Selection >>
Tag Archivio per: peace

Will Putin’s unfortunate war against Ukraine have the unexpected “side effect” of leading to the creation of a single autocephalous Church in the country?

by Luigi Sandri*


    For three years there have been two Orthodox Churches in the country: the Ukrainian Orthodox Autocephalous Church (UOAC), linked to the patriarchate of Constantinople led by Bartholomew, and the Ukrainian Orthodox Church (UOC), linked to Moscow. The Russian patriarchate, led by Kirill, was absolutely opposed to the creation of the former and, after Bartholomew, in January 1919, gave the tomos of autocephaly, officially creating the UOAC, the Russian patriarch and his Synod cut the Eucharistic communion with Constantinople. That is, they proclaimed a schism with it.
    Then, on February 24, the starting date of what the Kremlin calls a “Special Military Operation”, Kirill said: “It is with deep pain in my heart that I feel the suffering of the people, caused by the events that are happening. As patriarch of all Russia and primate of the Church, whose flock is found in Russia, Ukraine and several other countries, I have deep compassion for all who have been affected by misfortune. I urge all parties to the conflict to do everything possible to avoid civilian casualties”.

But Onufriy, primate of the UOC, said on the same day: “Defending the sovereignty and integrity of Ukraine, we turn to the president of Russia and ask him to stop the fratricidal war immediately. The Ukrainian and Russian peoples arose from the baptismal fonts of the Dnieper and the war between these two peoples is the repetition of the sin of Cain, who killed his brother out of jealousy. Such a war finds no justification either before God or before men”.
    Then an ecclesiologically important event occurred: starting from Sunday 6 March to today – 18 March, as I write – about fifteen metropolitans of the UOC (which is to say about ninety bishops) – in the Sunday celebration of the “divine liturgy”, that is the mass, they deliberately omitted Kirill’s name. Among them, Serafim of Ivano-Frankiv and Kolomyia, Antony of Khmelnitsky and Starokonstantinov, Theodory of Muchacevo, Agapet of Mogilev Podolsky and Chargorod, Eulogy of Sumy, Nicodim of Jitomir, Filarete of Leopoli and Galizia et Novograd-Kirynovsky and Novomirgorod. To understand the significance of this gesture, it is necessary to know that, in Orthodoxy, the memory of one’s patriarch, during the liturgy, is crucial; not doing so, in itself, is an act of schism.

Problem statement >> Reproduce word for word the passage of the article on Ukraine's Orthodox Churches that begins at "For three years" and stops after "schism with it.".

Dataset extract >>
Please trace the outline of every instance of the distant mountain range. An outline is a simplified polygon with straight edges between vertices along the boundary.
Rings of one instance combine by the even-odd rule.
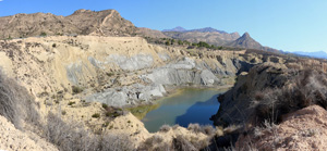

Finished task >>
For three years there have been two Orthodox Churches in the country: the Ukrainian Orthodox Autocephalous Church (UOAC), linked to the patriarchate of Constantinople led by Bartholomew, and the Ukrainian Orthodox Church (UOC), linked to Moscow. The Russian patriarchate, led by Kirill, was absolutely opposed to the creation of the former and, after Bartholomew, in January 1919, gave the tomos of autocephaly, officially creating the UOAC, the Russian patriarch and his Synod cut the Eucharistic communion with Constantinople. That is, they proclaimed a schism with it.